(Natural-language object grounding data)
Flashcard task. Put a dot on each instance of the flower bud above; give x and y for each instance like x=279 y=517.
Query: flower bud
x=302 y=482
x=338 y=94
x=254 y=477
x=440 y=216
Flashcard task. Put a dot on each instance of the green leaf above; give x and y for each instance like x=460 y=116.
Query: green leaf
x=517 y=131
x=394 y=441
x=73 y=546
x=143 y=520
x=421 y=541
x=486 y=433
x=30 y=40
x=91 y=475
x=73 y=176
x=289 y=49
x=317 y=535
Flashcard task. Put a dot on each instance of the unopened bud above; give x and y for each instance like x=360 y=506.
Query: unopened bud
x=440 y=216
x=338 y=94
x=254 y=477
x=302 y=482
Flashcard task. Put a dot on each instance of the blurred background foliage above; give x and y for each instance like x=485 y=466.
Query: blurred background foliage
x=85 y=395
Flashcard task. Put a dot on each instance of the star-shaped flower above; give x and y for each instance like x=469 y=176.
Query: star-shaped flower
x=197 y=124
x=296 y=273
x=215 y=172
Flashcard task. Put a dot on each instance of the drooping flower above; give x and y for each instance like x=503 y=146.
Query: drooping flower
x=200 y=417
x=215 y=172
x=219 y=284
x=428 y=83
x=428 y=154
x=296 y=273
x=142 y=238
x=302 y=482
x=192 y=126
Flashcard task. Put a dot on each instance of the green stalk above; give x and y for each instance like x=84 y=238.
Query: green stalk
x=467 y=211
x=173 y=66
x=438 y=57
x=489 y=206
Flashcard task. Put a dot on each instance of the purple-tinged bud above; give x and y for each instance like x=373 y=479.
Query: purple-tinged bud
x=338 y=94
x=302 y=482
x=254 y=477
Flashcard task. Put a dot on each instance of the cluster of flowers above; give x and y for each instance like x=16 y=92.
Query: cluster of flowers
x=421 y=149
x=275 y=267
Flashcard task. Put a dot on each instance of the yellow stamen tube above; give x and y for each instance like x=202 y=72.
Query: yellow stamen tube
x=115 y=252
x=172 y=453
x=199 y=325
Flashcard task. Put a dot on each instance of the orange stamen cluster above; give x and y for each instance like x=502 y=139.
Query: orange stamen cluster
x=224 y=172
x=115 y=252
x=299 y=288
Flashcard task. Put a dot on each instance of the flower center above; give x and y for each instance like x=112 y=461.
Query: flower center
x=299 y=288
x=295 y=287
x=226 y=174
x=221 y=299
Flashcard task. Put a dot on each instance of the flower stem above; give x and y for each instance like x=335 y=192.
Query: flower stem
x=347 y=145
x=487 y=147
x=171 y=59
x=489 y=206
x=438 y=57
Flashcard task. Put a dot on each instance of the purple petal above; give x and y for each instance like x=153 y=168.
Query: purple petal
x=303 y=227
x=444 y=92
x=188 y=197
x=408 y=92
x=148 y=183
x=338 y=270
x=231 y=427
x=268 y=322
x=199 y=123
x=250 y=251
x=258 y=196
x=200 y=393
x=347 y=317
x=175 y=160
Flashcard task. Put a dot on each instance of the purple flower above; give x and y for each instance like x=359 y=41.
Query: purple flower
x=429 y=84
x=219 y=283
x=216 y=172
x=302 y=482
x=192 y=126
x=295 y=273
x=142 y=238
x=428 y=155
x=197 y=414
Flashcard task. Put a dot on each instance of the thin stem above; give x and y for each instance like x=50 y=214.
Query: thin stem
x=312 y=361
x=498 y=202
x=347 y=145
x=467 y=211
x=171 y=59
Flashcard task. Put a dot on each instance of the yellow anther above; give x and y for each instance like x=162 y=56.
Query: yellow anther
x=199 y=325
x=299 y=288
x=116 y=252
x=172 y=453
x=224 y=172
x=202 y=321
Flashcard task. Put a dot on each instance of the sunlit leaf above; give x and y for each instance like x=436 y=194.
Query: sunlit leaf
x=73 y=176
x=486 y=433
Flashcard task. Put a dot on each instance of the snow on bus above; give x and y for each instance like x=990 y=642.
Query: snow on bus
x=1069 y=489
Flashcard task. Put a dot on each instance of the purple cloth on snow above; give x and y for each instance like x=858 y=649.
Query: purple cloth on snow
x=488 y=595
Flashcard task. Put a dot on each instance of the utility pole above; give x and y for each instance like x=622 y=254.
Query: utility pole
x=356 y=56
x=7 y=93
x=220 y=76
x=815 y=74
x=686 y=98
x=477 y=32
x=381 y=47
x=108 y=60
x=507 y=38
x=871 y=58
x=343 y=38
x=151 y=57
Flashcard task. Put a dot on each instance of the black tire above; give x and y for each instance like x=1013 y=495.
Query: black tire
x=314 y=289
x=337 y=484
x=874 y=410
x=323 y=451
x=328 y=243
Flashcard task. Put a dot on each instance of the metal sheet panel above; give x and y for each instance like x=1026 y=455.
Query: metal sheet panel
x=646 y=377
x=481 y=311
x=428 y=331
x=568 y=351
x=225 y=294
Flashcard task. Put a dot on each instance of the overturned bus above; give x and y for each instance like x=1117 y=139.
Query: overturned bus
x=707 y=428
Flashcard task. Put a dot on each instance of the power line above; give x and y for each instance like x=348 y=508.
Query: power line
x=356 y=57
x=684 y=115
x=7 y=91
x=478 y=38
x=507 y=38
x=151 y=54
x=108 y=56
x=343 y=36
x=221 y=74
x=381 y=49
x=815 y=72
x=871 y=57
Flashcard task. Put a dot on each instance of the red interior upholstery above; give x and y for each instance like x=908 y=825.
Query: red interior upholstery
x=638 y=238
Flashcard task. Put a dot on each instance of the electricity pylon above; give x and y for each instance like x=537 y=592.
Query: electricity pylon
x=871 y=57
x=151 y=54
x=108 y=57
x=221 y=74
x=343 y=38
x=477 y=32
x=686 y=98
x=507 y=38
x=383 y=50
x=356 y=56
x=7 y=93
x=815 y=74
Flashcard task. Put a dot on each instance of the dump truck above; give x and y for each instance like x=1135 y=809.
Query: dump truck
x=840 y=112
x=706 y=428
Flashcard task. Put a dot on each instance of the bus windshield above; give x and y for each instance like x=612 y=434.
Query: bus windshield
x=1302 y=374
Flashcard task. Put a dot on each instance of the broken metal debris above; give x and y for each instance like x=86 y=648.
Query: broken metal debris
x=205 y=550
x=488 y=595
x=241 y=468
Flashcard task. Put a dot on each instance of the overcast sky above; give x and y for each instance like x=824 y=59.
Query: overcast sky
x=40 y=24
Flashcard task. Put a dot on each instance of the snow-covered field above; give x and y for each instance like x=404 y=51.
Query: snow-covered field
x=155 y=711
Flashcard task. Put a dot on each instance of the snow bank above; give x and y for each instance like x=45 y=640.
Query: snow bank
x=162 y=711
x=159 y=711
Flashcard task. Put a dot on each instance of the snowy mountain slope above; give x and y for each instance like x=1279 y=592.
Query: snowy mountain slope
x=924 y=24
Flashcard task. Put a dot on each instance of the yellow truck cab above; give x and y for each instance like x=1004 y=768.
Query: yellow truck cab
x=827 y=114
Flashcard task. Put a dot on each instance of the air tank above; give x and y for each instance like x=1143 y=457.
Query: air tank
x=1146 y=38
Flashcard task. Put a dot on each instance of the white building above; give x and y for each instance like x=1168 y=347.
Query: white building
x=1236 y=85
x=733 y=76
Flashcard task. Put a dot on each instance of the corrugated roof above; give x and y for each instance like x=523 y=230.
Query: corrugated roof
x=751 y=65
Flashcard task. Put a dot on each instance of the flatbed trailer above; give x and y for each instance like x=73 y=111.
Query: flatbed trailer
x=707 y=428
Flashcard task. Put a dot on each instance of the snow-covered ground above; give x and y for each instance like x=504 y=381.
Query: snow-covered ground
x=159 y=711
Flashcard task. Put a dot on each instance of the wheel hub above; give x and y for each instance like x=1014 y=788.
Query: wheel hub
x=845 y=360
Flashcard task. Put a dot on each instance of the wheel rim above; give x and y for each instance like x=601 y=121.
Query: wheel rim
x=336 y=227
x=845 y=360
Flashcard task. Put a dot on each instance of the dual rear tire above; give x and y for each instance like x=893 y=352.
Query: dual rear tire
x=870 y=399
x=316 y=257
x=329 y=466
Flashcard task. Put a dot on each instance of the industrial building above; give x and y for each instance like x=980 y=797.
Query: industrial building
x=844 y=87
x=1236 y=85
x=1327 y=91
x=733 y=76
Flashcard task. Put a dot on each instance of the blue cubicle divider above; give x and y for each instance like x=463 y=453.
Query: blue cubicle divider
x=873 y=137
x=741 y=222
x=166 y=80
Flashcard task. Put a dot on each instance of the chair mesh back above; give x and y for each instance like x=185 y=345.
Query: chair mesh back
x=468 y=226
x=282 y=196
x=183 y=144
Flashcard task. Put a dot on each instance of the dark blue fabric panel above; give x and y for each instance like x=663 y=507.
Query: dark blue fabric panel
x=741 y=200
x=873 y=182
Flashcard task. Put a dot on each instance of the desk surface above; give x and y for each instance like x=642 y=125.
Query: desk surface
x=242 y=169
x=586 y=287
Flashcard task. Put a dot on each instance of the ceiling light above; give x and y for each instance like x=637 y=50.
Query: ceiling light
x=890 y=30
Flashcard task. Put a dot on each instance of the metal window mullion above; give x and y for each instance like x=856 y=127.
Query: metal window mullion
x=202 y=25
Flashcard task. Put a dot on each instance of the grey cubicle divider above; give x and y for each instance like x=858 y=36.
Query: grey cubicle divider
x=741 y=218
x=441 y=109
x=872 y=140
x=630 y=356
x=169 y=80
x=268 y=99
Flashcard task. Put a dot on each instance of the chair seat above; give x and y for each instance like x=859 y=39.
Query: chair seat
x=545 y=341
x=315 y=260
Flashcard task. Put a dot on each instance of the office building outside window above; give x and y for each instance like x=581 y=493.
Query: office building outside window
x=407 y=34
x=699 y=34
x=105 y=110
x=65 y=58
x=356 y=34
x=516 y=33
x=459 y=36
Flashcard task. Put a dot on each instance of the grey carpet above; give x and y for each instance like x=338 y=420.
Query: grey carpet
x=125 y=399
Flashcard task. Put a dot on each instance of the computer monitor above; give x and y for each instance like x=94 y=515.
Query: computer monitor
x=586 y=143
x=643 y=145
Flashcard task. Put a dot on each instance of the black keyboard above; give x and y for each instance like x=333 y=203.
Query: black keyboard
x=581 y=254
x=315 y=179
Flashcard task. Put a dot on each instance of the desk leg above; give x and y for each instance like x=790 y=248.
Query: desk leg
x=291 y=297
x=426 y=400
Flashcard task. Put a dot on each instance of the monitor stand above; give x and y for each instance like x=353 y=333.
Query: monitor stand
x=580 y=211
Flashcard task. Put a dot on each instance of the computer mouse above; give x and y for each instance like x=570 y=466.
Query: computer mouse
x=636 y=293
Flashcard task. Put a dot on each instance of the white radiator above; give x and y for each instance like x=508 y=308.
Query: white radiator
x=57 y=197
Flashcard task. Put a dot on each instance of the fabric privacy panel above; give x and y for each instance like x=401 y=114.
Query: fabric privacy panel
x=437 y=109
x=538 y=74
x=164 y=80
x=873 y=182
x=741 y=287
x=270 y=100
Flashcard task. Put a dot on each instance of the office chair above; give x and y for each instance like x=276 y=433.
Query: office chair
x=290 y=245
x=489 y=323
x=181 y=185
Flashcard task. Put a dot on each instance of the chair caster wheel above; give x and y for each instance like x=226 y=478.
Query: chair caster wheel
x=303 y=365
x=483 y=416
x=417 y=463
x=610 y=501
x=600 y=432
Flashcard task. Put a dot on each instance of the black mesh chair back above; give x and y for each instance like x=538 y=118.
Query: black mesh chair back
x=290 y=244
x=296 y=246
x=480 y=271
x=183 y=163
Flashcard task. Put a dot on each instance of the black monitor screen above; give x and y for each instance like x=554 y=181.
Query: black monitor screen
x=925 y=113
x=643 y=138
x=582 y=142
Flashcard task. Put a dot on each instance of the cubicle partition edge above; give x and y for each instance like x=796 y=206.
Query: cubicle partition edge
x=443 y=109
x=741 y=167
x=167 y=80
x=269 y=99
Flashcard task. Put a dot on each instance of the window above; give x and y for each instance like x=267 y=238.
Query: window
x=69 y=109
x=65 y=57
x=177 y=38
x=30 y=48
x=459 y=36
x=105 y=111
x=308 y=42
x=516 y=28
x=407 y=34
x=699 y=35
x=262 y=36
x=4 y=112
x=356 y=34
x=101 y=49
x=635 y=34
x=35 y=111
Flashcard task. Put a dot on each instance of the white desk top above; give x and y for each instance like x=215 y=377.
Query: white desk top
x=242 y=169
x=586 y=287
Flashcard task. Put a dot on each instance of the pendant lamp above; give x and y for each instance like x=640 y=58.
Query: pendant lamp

Work instruction »
Return only the part of the records above that opens with the line containing "Flashcard task. Put a dot on each instance of the sunlit" and closes with the line containing "Flashcard task. Put a dot on each instance of the electricity", ends included.

Written solution »
Flashcard task. Put a dot on each instance of the sunlit leaf above; give x and y for each instance like x=436 y=194.
Query: sunlit leaf
x=73 y=176
x=486 y=433
Flashcard task. Put a dot on each instance of the snow on bus above; give x and y for each instance like x=990 y=642.
Query: snow on bus
x=1069 y=489
Flashcard task. Put a dot on each instance of the purple cloth on snow above; give x and y for each instance like x=858 y=649.
Query: purple cloth on snow
x=488 y=595
Flashcard task. Put a dot on each instance of the utility pole above; give x and y for each instance like x=622 y=254.
Query: utility pole
x=356 y=56
x=7 y=93
x=220 y=76
x=815 y=74
x=686 y=98
x=477 y=32
x=381 y=47
x=108 y=60
x=507 y=38
x=871 y=58
x=343 y=38
x=151 y=57
Flashcard task. Put a dot on each instance of the black tire above; give x and y for each instance like x=1013 y=495.
Query: black tire
x=314 y=289
x=337 y=484
x=874 y=410
x=323 y=451
x=328 y=243
Flashcard task. Put a dot on each instance of the metal sheet panel above; give x and y for each instance like x=1026 y=455.
Query: metal sheet panel
x=646 y=377
x=481 y=311
x=428 y=331
x=568 y=351
x=225 y=294
Flashcard task. Put a dot on each instance of the overturned bus above; give x and y for each instance like x=1117 y=139.
Query: overturned bus
x=707 y=428
Flashcard task. Put a dot on each instance of the power line above; give x and y for each instance like x=348 y=508.
Query: power line
x=356 y=57
x=684 y=115
x=7 y=91
x=478 y=38
x=507 y=38
x=151 y=54
x=108 y=56
x=343 y=36
x=221 y=74
x=381 y=49
x=815 y=72
x=871 y=57
Flashcard task. Put a dot on each instance of the red interior upholstery above; give x and y for each instance like x=908 y=825.
Query: red interior upholstery
x=638 y=238
Flashcard task. Put a dot on each instance of the electricity pylon above; give x and y for each instance like x=537 y=592.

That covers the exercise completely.